-- Records shown follows --
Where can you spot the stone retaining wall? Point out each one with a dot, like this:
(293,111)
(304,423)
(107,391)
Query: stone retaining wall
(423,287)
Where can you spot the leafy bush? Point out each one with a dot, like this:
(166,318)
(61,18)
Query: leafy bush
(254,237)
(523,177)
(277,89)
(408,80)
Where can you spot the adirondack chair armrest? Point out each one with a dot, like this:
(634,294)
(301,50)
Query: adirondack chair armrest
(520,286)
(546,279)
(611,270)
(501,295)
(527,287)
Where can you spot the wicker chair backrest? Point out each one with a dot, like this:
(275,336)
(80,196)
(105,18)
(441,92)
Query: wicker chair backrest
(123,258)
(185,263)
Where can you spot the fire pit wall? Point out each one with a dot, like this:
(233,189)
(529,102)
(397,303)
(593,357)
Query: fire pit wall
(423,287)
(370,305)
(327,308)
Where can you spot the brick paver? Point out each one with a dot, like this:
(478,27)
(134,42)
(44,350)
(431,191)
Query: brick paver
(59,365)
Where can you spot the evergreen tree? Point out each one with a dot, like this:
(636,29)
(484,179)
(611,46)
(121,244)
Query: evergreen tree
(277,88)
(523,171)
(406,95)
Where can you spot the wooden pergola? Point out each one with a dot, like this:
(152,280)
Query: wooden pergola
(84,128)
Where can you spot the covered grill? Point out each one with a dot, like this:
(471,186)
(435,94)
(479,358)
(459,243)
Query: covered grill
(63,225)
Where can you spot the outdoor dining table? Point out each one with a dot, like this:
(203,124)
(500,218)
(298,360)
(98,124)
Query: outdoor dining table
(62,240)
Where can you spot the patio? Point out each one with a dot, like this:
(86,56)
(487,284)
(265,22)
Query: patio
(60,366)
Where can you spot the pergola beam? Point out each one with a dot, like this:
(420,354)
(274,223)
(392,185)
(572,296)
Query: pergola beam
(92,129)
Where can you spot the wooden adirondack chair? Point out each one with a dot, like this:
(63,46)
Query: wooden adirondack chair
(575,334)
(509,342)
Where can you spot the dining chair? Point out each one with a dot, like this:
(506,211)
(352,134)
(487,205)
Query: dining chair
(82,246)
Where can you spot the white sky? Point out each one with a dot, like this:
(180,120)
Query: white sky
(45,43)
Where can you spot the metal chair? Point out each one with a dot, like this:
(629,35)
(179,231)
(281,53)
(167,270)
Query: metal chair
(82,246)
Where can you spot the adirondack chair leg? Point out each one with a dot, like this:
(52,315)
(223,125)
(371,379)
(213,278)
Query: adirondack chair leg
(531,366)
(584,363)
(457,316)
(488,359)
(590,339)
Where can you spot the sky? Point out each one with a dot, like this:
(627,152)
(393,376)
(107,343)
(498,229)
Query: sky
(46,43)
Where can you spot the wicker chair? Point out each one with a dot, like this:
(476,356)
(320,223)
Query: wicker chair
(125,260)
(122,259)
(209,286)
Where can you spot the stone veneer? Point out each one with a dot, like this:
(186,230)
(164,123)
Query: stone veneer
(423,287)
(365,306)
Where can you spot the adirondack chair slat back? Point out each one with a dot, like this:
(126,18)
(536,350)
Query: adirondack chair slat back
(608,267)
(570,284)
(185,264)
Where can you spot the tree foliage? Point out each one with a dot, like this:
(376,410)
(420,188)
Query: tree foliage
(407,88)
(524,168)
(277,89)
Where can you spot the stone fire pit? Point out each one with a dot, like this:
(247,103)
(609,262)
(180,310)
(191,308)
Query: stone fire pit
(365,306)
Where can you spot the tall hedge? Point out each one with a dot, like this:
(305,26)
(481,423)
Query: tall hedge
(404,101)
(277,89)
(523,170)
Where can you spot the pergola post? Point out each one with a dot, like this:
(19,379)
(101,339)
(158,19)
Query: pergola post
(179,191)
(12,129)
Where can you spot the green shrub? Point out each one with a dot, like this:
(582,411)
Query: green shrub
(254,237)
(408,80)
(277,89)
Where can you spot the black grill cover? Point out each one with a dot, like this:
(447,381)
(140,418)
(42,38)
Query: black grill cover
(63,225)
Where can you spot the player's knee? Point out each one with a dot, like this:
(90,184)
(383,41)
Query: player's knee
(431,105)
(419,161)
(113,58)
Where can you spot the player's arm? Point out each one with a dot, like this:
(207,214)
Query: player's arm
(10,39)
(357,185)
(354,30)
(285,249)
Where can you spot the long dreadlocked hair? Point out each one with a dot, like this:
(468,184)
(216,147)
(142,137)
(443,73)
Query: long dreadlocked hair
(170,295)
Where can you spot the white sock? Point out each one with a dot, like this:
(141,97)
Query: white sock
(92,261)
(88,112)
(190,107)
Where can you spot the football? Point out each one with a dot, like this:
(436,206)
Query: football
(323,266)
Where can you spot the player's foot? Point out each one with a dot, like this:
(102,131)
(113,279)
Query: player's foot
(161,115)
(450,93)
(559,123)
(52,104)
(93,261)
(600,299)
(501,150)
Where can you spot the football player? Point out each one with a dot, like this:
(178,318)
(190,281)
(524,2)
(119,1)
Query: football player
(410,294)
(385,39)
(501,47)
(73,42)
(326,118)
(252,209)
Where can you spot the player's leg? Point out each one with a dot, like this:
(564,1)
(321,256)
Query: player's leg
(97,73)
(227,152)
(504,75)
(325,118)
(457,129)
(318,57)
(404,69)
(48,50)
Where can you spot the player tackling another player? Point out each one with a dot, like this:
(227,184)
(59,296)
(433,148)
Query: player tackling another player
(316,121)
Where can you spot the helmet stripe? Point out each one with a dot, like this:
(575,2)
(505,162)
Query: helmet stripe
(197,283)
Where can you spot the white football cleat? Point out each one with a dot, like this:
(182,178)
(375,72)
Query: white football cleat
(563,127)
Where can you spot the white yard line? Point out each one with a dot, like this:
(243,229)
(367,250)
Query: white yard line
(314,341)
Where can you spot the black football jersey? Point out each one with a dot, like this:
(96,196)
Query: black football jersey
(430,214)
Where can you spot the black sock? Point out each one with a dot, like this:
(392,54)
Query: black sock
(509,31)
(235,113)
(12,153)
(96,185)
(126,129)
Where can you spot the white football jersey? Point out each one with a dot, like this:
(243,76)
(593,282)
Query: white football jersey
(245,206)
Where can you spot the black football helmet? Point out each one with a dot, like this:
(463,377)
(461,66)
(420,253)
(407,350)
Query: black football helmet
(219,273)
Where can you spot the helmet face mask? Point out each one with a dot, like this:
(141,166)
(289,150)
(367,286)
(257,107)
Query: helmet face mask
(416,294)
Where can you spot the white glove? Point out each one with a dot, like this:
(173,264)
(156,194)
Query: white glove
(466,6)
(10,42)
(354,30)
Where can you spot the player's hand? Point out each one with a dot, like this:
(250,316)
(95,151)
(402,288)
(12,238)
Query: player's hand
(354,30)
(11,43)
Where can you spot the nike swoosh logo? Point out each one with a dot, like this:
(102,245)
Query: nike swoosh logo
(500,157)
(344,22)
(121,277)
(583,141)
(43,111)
-- Records shown concluded --
◆ Activity ◆
In full and without error, give the listing again.

◆ Expected answer ◆
Where can you spot the stone retaining wall? Point out each one with a dot, like this:
(293,111)
(304,423)
(107,391)
Query: stone retaining wall
(423,287)
Where can you spot the leafy bush? Point out each one with a dot, like this:
(166,318)
(61,18)
Query: leafy bush
(254,237)
(523,177)
(277,89)
(408,80)
Where can you spot the adirondack chair armrest? Point out each one with a dot, like this:
(634,294)
(301,50)
Query: adirondack chair armrest
(520,286)
(546,279)
(611,270)
(501,295)
(527,287)
Where can you spot the wicker chair backrest? Point out each one with a dot, like this:
(275,336)
(80,196)
(105,18)
(441,92)
Query: wicker chair backrest
(123,258)
(185,263)
Where can you spot the fire pit wall? Point out each one with a dot, like this:
(233,189)
(529,102)
(397,303)
(593,357)
Query: fire pit wall
(423,287)
(370,305)
(327,308)
Where can you spot the brick paver? Point out each one with a dot, like this:
(478,27)
(134,42)
(44,350)
(431,191)
Query: brick paver
(59,365)
Where can you spot the evergreen tree? Point out each one with a dot, like this:
(636,29)
(484,179)
(611,46)
(121,244)
Query: evergreen tree
(277,88)
(523,171)
(406,95)
Where can you spot the wooden pergola? Point out each one with a dot, like this:
(152,280)
Query: wooden pergola
(84,128)
Where can you spot the covered grill? Point out each one with a dot, like this:
(471,186)
(435,94)
(479,358)
(459,243)
Query: covered grill
(63,225)
Where can you spot the outdoor dining table? Point out each one with a dot, like this:
(203,124)
(500,218)
(298,360)
(98,124)
Query: outdoor dining table
(62,240)
Where can you spot the patio? Point out each one with a dot, like this:
(86,56)
(487,284)
(265,22)
Query: patio
(60,366)
Where can you spot the pergola beam? Point out each one with a dot, like this:
(420,354)
(274,223)
(392,185)
(572,296)
Query: pergola beam
(92,129)
Where can you spot the wooden adirondack chair? Point out each one with a dot, like this:
(63,46)
Query: wooden adirondack chair
(575,334)
(509,342)
Where can you spot the dining chair? Point out each one with a dot, like this:
(506,211)
(352,134)
(487,205)
Query: dining chair
(82,246)
Where can you spot the white sky? Point out each one with a dot, like this:
(180,120)
Query: white sky
(45,43)
Where can you spot the metal chair? Point out each one with a dot, like this:
(629,35)
(179,231)
(281,53)
(167,270)
Query: metal chair
(82,246)
Where can you spot the adirondack chair leg? Point out each one with a dot, like this:
(52,315)
(223,125)
(371,379)
(213,278)
Query: adirondack chair leg
(531,366)
(584,363)
(457,316)
(488,359)
(590,339)
Where can you spot the sky? Point out each one with a dot, like this:
(627,152)
(393,376)
(107,343)
(498,229)
Query: sky
(46,43)
Where can you spot the wicker chair? Point out each one with a dot, like this:
(476,356)
(320,223)
Query: wicker chair
(125,260)
(122,259)
(209,286)
Where can you spot the stone veneer? Point out each one with a dot, like this:
(186,230)
(164,123)
Query: stone veneer
(423,287)
(365,306)
Where can you spot the adirondack chair slat back? Point out each one with a dot, like this:
(126,18)
(536,350)
Query: adirondack chair slat back
(608,267)
(570,284)
(185,264)
Where can you spot the tree foliage? Point out each one with a dot, like this:
(376,410)
(420,188)
Query: tree foliage
(407,88)
(524,168)
(277,89)
Where can you spot the stone fire pit? Point out each one with a dot, like this:
(247,103)
(609,262)
(180,310)
(191,308)
Query: stone fire pit
(365,306)
Where can you spot the tall hedge? Point out each one with a dot, like this:
(305,26)
(481,423)
Query: tall hedge
(404,101)
(277,89)
(523,170)
Where can you spot the pergola post? Point out each one with a dot, like this:
(19,379)
(101,339)
(158,19)
Query: pergola post
(179,191)
(12,129)
Where can you spot the green shrub? Point out each one with a dot, like this:
(582,411)
Query: green shrub
(254,237)
(408,80)
(277,89)
Where can you spot the black grill cover? Point out each one with a dot, like this:
(447,381)
(140,418)
(42,38)
Query: black grill cover
(63,225)
Where can you spot the player's knee? Point out each one with a dot, like this:
(90,184)
(383,41)
Query: player's knee
(431,105)
(419,161)
(113,58)
Where can you spot the player's arm? Point out each one with a dot, like this:
(207,214)
Query: player's arm
(10,39)
(357,185)
(354,30)
(285,249)
Where can you spot the long dreadlocked hair? Point out each one with a dot, like this:
(468,184)
(216,147)
(142,137)
(443,73)
Query: long dreadlocked hair
(170,295)
Where can you spot the white sock? Point out each one with a dot, like this:
(141,97)
Query: white sock
(92,261)
(88,112)
(190,107)
Where can you spot the football? Point out each one with a dot, like this:
(436,206)
Query: football
(323,266)
Where can you spot the player's foot? Point out each one with a dot, like this:
(102,131)
(113,279)
Query: player's foot
(161,115)
(450,93)
(559,123)
(52,104)
(93,261)
(600,299)
(501,150)
Where can you spot the football player? Point out each one with a dot, like this:
(178,318)
(190,281)
(524,2)
(119,1)
Query: football player
(410,294)
(385,39)
(501,47)
(73,42)
(326,118)
(252,209)
Where can you spot the player's leg? Point out each one with a dot, like this:
(564,1)
(321,256)
Query: player's leg
(97,73)
(227,152)
(504,75)
(325,118)
(457,129)
(318,57)
(404,69)
(48,50)
Where can you spot the player tackling another player? Point out each one with a dot, like this:
(227,184)
(59,296)
(433,148)
Query: player tackling another player
(316,121)
Where can you spot the helmet stripe? Point out each one with a dot, like this:
(575,2)
(505,162)
Query: helmet stripe
(197,283)
Where can you spot the white football cleat? Point out each one with a dot, like this:
(182,178)
(375,72)
Query: white football cleat
(563,127)
Where can you spot the white yard line? Point out each one with a dot, like this:
(243,229)
(367,250)
Query: white yard line
(314,341)
Where can you spot the black football jersey? Point out each one with a dot, like this:
(96,196)
Query: black football jersey
(430,214)
Where can you spot the black sock? Point out each one with a dot, like this:
(392,54)
Query: black sock
(509,31)
(235,113)
(12,153)
(96,185)
(126,129)
Where can you spot the white football jersey? Point out each one with a dot, like this:
(243,76)
(593,282)
Query: white football jersey
(245,206)
Where can you spot the black football helmet? Point out each one with a dot, like this:
(463,377)
(461,66)
(420,253)
(407,350)
Query: black football helmet
(219,273)
Where can you spot the helmet face mask? Point out each one with a dot, like this:
(141,166)
(289,150)
(367,286)
(257,107)
Query: helmet face mask
(416,294)
Where can you spot the white glove? Point out each one with a dot, like this:
(173,264)
(156,194)
Query: white glove
(466,6)
(10,42)
(354,30)
Where can you spot the player's hand? Point out each one with a dot, like this:
(250,316)
(95,151)
(402,288)
(12,238)
Query: player's hand
(354,30)
(11,43)
Where can you spot the nike swoosh logo? Point out each one with a dot, like this:
(102,245)
Query: nike swoosh logo
(500,157)
(344,22)
(121,277)
(583,141)
(43,111)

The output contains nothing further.